(begin)

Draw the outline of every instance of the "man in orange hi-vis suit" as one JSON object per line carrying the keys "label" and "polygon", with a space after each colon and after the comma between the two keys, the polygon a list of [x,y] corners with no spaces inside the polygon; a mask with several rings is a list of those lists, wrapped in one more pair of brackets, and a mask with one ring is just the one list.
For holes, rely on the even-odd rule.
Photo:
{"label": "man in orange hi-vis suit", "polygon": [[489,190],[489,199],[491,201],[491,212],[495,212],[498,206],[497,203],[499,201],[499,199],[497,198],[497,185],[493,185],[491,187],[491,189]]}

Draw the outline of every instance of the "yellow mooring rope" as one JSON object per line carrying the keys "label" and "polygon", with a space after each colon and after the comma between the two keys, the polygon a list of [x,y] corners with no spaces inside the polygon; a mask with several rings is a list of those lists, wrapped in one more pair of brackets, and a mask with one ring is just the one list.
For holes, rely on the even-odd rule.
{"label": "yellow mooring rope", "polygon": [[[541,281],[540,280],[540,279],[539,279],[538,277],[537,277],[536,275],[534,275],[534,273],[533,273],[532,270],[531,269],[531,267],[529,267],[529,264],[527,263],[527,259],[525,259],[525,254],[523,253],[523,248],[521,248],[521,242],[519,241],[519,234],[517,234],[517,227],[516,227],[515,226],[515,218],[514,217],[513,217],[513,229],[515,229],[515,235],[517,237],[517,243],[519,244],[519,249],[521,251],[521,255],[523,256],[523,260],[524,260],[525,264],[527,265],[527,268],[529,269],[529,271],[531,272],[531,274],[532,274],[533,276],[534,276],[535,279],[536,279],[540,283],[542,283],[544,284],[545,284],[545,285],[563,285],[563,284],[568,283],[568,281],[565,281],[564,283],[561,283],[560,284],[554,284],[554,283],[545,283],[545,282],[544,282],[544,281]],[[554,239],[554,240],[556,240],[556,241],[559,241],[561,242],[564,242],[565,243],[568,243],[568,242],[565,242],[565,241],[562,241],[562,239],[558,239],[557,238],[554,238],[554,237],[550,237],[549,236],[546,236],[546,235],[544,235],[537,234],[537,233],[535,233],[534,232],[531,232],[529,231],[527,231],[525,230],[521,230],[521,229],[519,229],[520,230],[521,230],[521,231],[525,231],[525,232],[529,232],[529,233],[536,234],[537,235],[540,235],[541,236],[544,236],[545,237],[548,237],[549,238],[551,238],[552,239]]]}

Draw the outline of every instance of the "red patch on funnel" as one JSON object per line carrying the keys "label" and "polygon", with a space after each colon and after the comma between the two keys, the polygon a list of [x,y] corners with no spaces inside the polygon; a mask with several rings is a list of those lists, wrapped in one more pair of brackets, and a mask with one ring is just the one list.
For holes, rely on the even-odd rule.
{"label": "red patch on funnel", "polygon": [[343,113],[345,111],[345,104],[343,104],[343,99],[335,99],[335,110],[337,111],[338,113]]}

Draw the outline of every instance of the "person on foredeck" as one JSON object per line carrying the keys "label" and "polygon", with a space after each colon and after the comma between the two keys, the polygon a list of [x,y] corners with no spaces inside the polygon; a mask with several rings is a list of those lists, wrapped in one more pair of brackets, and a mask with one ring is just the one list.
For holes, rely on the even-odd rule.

(end)

DIRECTIVE: Pick out every line of the listing above that contains the word "orange" and copy each of those lines in full. Matching is case-sensitive.

TASK RESPONSE:
Draw the outline of every instance of the "man in orange hi-vis suit" as one JSON object per line carrying the keys "label" and "polygon", with a space after each colon and after the comma between the two keys, the polygon a list of [x,y] corners with no spaces inside the polygon; a mask with several rings is a list of those lists, wrapped in one more pair of brackets, and a mask with one ring is just the one list.
{"label": "man in orange hi-vis suit", "polygon": [[489,190],[489,199],[491,201],[491,212],[495,212],[498,206],[497,203],[499,201],[499,199],[497,198],[497,185],[493,185],[491,187],[491,189]]}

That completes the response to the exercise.